“En disant que Neandertal était comme nous, on l’a limité à nous.”

A la suite de mon précédent article sur la saga préhistorique –Les Enfants de la Terre (J. Auel)– qui fait la part belle à cette rencontre entre Homo Sapiens et Homo Neanderthalensis (son héroïne, une homo sapiens, est d’abord adoptée et élevée par un clan de Neandertal, avant de revenir au sein de son espèce qui ne tient pas en grande estime ceux qu’ils appellent les « têtes plates »), j’ai trouvé cet article paru dans Le Monde très intéressant. Il nous parle de l’altérité et de notre rapport au monde et est facilement transposable à notre présent…



“En disant que Neandertal était
comme nous, on l’a limité à nous.”

Neandertal a disparu après avoir été, pendant des milliers de siècles, le résident de l’ouest du continent eurasiatique. Si proche à cause de cette ressemblance physique, de l’évident lien de parenté qui nous unit, nous Homo sapiens, à notre cousin éteint, du miroir que ce dernier nous tend, de sa manière silencieuse de nous demander ce qui fait de nous des humains et de la place qu’il tient.

Le chercheur Ludovic Slimak, spécialiste de notre cousin disparu, revient dans un entretien au « Monde » sur l’effet de balancier qui a conduit à réhabiliter la brute épaisse pour en faire sans doute abusivement un autre nous-même.

====

* Tâche courte 1
Selon l'extrait sur Neandertal, dans quel journal a paru l'article que l'auteur a trouvé très intéressant ?
* Tâche courte 2
Ces affirmations concordent-elles avec l'extrait sur Neandertal ? (a) L'héroïne des Enfants de la Terre est une Néandertalienne. (b) Neandertal a résidé dans l'ouest du continent eurasiatique. (c) Ludovic Slimak s'exprime dans un entretien au Monde. Répondez par oui ou non et citez les mots décisifs.
* Tâche courte 3
Poursuivez l'extrait sur Neandertal à partir de sa dernière phrase.

====

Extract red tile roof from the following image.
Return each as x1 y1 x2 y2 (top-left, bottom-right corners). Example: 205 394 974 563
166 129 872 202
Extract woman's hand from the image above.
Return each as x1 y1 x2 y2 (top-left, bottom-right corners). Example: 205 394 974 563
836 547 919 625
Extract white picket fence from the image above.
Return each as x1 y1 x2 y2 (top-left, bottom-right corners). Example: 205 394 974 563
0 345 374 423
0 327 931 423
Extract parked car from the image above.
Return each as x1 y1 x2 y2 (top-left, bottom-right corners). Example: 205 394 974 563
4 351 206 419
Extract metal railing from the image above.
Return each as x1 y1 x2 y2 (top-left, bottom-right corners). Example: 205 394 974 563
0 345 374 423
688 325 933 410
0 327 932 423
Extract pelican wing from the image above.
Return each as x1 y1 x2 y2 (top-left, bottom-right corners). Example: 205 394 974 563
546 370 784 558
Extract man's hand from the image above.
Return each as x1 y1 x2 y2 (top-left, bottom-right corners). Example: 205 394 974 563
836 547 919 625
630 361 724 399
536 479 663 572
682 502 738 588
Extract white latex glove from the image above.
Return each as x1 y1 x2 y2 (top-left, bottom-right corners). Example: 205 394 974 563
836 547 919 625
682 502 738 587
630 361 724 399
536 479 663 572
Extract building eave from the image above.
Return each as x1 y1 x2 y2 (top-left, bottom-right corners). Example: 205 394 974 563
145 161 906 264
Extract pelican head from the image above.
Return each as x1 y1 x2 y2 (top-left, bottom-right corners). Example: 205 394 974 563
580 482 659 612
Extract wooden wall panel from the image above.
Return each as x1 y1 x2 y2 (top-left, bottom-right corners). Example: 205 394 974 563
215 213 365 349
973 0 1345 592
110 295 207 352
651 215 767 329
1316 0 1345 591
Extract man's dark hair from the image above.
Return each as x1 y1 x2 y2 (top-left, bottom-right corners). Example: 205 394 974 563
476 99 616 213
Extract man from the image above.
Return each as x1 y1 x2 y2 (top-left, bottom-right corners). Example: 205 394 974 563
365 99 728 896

====

* Bonne réponse 1
Le Monde.

* Bonne réponse 2
(a) Non : « son héroïne, une homo sapiens ».
(b) Oui : « le résident de l’ouest du continent eurasiatique ».
(c) Oui : « revient dans un entretien au « Monde » ».

* Bonne réponse 3
Chercheur au Centre national de la recherche scientifique, il traque les néandertaliens sur le terrain depuis trente ans. Trois décennies dans les grottes à examiner les productions de ces créatures et à essayer de comprendre qui elles étaient, avant leur disparition il y a quarante millénaires. Le résultat de ces observations et réflexions est un livre, Neandertal nu (éd. Odile Jacob, 240 p., 22,90 euros), qui revisite l’image que nous nous faisons de ces autres humains.

Après avoir été vu comme une brute épaisse, Neandertal fait l’objet, depuis quelques décennies, d’une entreprise de réhabilitation qui le présente de plus en plus comme un autre nous-même. Pourquoi ?

Au XIXe siècle et au début du XXe siècle, on croit que la morphologie des ossements humains permet de différencier des populations, de voir des races dont certaines seraient plus proches du singe et d’autres plus évoluées. Après la seconde guerre mondiale et ses horreurs fondées sur cette classification des populations humaines, on réalise qu’il n’y a qu’un homme sur Terre et on devient habité par ce tabou de l’altérité et de la différence.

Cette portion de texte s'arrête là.